§ READING PASSAGE:
_ _ _ _

U.S. Army Corps of Engineers

On June 16, 1775, George Washington was appointed commander in chief of the Continental Army by the Second Continental Congress. That same day, the Congress authorized the creation of the post of chief engineer for the army, in anticipation of upcoming battles with British forces. The engineers’ work building fortifications, surveying terrain, and clearing roads during the war proved so valuable to the Revolutionary forces that the Congress resolved, four years later, based on a recommendation from the Board of War:

Resolved, That the engineers in the service of the United States shall be formed into a corps, and styled the “corps of engineers;” and shall take rank and enjoy the same rights, honours, and privileges, with the other troops…That a commandant of the corps of engineers shall be appointed by Congress, to whom their orders, and those of the Commander in Chief, shall be addressed…

March 11, 1779. In Journals of the Continental Congress, 1774-1789. v. 13 (1779), p305. A Century of Lawmaking for a New Nation: U.S. Congressional Documents and Debates, 1774-1875

The future of the corps was even more firmly assured in 1802, when President Thomas Jefferson established the U.S. Military Academy at West Point, the first U.S. school of engineering. Until 1866, the superintendent of West Point was an engineer officer. One of West Point’s missions was to train generations of military engineers to participate in both military and civilian engineering projects on behalf of the nation.

_ _ _ _

§ ENTRIES SHOWN:
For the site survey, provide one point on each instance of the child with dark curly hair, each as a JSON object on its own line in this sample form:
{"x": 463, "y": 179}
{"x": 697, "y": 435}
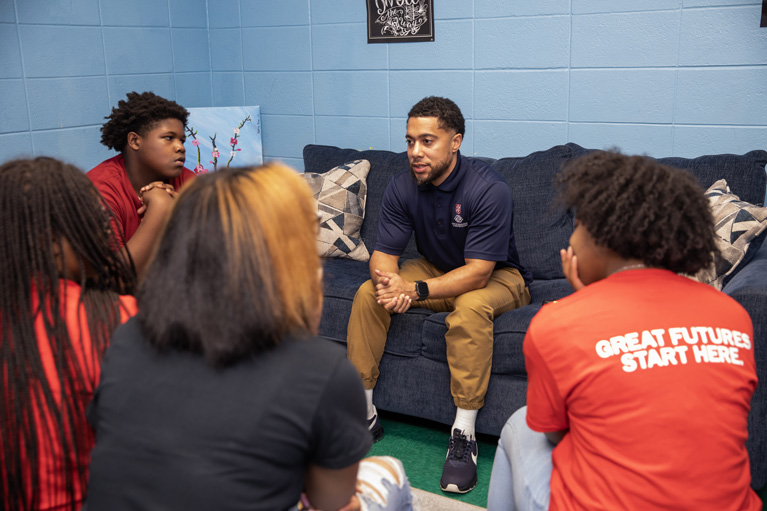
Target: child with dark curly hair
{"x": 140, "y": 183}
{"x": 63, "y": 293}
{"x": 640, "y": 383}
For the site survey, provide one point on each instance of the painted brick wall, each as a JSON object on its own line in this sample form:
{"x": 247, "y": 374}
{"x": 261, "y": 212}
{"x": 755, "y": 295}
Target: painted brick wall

_ _ _ _

§ WHAT THE TASK REQUIRES:
Rewrite the Army Corps of Engineers passage from "The future of" down to "of the nation.", replacing "superintendent" with "head".

§ RESULT FOR THIS EXERCISE:
The future of the corps was even more firmly assured in 1802, when President Thomas Jefferson established the U.S. Military Academy at West Point, the first U.S. school of engineering. Until 1866, the head of West Point was an engineer officer. One of West Point’s missions was to train generations of military engineers to participate in both military and civilian engineering projects on behalf of the nation.